> [REQUEST]: Copy out the entries below word for word, but leave out the pictures.

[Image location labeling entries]
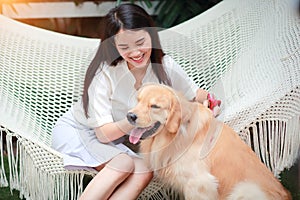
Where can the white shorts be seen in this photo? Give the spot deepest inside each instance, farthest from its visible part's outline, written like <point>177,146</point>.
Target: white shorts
<point>79,145</point>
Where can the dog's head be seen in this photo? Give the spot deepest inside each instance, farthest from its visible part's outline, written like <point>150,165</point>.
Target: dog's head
<point>158,107</point>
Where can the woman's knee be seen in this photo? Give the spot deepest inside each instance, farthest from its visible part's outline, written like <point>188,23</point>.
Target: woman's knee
<point>122,162</point>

> [CORRECT OUTPUT]:
Where can the white shorts be seen in this photo? Give the spot deepest inside each instance, farthest from its visible part's outline, written like <point>177,146</point>.
Target: white shorts
<point>79,145</point>
Where can the dog's head be seen in this photo? Give the spot deepest inside each instance, farthest from its visible part's outline, written like <point>150,165</point>.
Target: dog's head
<point>158,107</point>
Where can the woman's knee be seen in this photo? Give the spot deepest inside each instance, farthest from its visible part's outline, written like <point>188,23</point>.
Target: woman's knee
<point>122,162</point>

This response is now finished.